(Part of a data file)
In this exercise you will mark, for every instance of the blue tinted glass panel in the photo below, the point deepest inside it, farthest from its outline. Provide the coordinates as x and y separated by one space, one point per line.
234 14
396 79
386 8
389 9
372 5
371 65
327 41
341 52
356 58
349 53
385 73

» **Exercise directions**: Write out every row above with no changes at all.

» **Written response**:
In this exercise you will mark, for every instance of the blue tinted glass panel in the photo below, the point deepest inside it, farthest from its outline. Provide the coordinates as x and y separated by one space, one point per line.
234 14
396 79
386 8
389 9
372 5
371 65
327 41
341 52
356 58
349 53
385 73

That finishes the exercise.